§ Study text
########
Multiple analytical methods are available to assess the degree of microbial contamination of water used in the production of FFV. The choice of microbial methods to assess microbial quality should be based on validated test methods and take into consideration local capacity and resources available.

When applying microbial analyses in assessing the risks of water safety and for trend analysis of microbial quality, the choice of either pathogen presence and/ or enumeration of microbial indicators, sampling plans for the microbial targets and the acceptable limits should be proportionate to the risk posed and meet risk management goals. For instance, during baseline water quality assessments, different parameters are suitable for different goals e.g. during validation of the performance of abatement technologies and verification that the control measures are operating as intended.
########
(Natural language region descriptions)
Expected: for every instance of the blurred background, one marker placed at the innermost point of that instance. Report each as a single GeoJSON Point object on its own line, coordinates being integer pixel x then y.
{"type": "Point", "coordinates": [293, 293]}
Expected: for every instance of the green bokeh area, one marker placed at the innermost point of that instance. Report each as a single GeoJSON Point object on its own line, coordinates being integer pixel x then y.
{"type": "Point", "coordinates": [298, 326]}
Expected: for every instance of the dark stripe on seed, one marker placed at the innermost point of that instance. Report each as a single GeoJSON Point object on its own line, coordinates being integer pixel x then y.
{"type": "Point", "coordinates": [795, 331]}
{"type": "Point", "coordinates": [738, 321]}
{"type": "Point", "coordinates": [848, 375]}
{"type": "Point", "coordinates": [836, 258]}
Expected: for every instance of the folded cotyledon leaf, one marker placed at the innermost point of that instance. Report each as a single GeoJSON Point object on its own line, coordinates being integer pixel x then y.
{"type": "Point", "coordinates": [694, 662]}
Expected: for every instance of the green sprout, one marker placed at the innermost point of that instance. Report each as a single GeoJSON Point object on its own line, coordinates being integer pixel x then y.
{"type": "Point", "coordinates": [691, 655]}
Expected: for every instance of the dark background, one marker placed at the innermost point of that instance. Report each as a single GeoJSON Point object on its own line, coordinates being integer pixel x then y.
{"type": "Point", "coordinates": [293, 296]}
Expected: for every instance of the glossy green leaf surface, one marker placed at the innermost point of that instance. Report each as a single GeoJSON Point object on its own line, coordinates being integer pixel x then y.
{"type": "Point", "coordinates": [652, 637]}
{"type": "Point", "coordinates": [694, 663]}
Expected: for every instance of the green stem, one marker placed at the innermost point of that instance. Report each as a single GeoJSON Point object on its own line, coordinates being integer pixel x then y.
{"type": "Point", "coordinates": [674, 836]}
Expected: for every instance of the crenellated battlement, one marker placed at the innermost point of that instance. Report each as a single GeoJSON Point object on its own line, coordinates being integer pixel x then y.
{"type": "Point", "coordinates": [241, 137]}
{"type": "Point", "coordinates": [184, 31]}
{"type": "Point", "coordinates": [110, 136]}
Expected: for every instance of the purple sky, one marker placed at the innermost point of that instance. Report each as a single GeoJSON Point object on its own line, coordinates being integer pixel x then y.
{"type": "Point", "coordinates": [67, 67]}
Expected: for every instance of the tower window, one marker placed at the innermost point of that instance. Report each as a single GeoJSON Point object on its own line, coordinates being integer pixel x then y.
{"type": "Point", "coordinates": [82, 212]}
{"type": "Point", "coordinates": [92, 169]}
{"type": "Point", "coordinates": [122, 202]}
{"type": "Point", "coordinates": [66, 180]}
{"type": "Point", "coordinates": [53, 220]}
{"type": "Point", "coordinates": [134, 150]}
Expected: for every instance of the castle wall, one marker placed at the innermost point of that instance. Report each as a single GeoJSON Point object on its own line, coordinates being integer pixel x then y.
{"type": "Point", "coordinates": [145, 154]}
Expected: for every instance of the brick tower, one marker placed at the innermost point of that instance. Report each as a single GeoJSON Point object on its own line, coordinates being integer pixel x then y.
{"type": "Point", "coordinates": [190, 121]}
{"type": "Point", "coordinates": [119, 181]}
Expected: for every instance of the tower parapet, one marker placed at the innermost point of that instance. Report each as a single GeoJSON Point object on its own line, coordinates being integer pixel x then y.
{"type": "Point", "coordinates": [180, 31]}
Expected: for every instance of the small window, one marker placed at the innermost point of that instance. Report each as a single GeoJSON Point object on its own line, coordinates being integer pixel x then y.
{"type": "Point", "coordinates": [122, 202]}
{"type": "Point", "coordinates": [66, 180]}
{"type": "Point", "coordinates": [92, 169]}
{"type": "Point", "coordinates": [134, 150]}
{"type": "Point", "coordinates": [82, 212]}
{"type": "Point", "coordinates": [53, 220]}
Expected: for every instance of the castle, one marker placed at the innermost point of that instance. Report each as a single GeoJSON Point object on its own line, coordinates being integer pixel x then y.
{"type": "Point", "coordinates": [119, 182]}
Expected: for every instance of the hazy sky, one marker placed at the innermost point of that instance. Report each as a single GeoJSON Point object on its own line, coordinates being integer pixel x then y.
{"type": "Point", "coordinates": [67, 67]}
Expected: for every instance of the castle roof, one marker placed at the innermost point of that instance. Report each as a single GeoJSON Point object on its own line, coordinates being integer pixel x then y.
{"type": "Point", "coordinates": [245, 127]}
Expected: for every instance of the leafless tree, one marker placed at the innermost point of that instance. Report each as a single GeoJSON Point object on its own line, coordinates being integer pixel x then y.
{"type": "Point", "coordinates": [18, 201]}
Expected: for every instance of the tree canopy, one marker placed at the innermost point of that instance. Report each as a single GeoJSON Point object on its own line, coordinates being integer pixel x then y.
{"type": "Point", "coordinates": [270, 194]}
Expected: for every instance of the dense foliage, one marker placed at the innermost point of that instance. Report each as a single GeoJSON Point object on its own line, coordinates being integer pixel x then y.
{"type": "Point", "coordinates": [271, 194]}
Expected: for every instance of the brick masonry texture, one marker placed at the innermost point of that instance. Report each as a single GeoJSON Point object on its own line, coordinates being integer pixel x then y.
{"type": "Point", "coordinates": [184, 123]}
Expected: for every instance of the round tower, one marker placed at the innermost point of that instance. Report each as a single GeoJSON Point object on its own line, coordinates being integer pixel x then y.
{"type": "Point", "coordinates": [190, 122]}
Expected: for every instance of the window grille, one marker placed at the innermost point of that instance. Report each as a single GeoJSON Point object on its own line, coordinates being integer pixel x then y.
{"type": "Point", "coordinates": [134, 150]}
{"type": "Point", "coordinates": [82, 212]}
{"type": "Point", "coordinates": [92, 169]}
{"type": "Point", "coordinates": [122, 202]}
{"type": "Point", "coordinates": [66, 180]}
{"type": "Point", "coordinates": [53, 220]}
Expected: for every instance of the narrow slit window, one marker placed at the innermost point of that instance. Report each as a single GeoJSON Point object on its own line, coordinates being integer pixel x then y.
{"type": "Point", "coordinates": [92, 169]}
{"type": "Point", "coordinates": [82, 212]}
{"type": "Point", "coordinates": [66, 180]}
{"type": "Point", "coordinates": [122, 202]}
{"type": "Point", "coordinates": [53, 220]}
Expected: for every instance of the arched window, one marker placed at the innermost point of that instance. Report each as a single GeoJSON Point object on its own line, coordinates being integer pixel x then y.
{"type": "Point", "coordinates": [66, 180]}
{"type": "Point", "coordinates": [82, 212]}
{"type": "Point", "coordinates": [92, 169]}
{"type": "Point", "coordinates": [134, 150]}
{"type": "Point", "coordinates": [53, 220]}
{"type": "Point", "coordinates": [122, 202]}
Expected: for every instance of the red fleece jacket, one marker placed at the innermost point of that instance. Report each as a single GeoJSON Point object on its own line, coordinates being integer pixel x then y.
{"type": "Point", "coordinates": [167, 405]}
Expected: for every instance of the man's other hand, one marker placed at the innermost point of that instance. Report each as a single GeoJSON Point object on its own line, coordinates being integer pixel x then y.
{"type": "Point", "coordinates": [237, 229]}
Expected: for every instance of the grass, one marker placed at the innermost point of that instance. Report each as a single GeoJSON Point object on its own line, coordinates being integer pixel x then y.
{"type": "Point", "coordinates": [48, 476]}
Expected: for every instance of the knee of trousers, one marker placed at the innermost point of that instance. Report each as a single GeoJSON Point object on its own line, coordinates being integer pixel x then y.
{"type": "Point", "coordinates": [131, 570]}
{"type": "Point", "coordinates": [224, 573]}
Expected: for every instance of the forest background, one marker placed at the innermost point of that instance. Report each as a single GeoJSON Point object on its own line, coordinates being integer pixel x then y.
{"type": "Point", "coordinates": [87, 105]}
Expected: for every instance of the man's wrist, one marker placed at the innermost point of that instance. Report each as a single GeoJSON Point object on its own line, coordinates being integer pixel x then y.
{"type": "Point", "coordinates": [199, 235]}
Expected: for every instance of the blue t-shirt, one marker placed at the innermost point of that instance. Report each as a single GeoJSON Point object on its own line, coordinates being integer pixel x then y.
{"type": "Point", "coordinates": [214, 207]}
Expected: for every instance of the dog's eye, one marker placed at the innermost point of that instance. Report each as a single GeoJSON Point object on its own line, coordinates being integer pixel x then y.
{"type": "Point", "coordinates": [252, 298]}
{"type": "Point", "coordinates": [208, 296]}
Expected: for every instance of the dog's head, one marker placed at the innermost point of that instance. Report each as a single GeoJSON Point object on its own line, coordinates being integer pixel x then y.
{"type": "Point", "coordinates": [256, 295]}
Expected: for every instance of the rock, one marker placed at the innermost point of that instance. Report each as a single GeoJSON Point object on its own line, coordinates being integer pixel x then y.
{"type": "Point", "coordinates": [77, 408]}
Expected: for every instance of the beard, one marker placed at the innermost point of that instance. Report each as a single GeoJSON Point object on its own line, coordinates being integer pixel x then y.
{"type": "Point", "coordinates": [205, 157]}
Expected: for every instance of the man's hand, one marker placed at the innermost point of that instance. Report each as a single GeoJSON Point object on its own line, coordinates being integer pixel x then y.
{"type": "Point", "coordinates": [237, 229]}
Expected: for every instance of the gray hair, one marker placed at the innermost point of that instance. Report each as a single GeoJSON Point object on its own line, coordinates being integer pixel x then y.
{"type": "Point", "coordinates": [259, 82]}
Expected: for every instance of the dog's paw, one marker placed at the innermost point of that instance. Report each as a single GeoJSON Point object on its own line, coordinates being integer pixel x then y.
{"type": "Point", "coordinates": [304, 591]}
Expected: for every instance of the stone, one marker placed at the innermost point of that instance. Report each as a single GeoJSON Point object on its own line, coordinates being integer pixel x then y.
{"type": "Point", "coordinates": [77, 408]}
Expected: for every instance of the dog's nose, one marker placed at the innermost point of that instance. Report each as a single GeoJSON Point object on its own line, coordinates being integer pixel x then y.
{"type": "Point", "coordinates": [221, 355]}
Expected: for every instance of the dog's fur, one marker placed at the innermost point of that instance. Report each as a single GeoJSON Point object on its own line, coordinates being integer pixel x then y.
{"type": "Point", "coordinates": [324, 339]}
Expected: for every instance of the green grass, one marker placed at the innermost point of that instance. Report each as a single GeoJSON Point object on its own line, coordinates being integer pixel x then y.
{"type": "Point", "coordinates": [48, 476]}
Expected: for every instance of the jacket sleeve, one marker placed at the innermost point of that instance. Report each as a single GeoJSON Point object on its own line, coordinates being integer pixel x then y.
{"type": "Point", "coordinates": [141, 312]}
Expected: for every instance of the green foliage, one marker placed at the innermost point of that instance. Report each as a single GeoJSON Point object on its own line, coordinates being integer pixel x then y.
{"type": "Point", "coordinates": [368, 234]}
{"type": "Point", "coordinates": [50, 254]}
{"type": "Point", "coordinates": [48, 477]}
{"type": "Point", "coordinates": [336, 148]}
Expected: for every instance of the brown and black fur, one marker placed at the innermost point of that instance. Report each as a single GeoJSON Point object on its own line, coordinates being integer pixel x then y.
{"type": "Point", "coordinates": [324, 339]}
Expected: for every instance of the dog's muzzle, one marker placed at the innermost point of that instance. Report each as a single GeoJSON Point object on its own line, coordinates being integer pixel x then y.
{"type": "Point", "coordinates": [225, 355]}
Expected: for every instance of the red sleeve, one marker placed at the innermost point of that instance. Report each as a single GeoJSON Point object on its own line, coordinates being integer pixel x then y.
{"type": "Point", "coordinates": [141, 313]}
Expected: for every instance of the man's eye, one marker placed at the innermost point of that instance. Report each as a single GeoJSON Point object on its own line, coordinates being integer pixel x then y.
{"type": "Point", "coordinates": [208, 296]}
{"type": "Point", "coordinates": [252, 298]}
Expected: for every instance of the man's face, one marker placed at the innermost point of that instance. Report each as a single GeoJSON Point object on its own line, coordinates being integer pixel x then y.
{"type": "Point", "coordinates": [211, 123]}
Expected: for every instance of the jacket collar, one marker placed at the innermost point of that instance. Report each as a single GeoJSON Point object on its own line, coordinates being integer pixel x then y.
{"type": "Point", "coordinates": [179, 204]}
########
§ Task list
a) List each thing that the passage on microbial water quality says should be proportionate to the risk posed and meet risk management goals.
b) Copy the passage on microbial water quality word for word, from "Multiple analytical methods" up to and including "operating as intended.".
c) Answer the following questions using the passage on microbial water quality.
(i) What should the choice of microbial methods be based on?
(ii) The analytical methods assess the microbial contamination of water used in the production of what?
(iii) During which assessments are different parameters suitable for different goals?

§ Numbered responses
a)
- The choice of either pathogen presence and/or enumeration of microbial indicators
- Sampling plans for the microbial targets
- The acceptable limits

b)
Multiple analytical methods are available to assess the degree of microbial contamination of water used in the production of FFV. The choice of microbial methods to assess microbial quality should be based on validated test methods and take into consideration local capacity and resources available.

When applying microbial analyses in assessing the risks of water safety and for trend analysis of microbial quality, the choice of either pathogen presence and/ or enumeration of microbial indicators, sampling plans for the microbial targets and the acceptable limits should be proportionate to the risk posed and meet risk management goals. For instance, during baseline water quality assessments, different parameters are suitable for different goals e.g. during validation of the performance of abatement technologies and verification that the control measures are operating as intended.

c)
(i) Validated test methods
(ii) FFV
(iii) Baseline water quality assessments